■ Aim of the task: Pull from the data below each line where the word "bbox" occurs, and copy it.

[Dataset excerpts]
┄┄┄┄┄┄

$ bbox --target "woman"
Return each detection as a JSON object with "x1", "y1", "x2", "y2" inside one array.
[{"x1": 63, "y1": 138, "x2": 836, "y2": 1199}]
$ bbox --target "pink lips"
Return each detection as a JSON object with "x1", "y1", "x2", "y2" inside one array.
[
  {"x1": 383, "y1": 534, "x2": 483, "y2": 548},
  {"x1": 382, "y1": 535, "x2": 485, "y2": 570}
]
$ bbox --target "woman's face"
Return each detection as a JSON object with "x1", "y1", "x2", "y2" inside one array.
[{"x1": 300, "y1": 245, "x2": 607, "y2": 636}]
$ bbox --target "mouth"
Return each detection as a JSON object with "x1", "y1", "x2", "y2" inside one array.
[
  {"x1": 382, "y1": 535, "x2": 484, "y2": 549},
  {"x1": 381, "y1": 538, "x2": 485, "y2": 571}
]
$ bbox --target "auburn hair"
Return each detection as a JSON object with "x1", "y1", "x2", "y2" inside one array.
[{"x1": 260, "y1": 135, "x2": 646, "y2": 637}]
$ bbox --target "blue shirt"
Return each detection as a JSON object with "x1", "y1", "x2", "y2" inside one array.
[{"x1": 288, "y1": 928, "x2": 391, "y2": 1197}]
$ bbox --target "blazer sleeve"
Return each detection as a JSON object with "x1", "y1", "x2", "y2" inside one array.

┄┄┄┄┄┄

■ Answer for the task:
$ bbox --target "woman"
$ bbox --target "pink lips"
$ bbox --target "woman's face"
$ bbox --target "mouth"
$ bbox --target "auburn hair"
$ bbox --target "blue shirt"
$ bbox --target "blazer sleeve"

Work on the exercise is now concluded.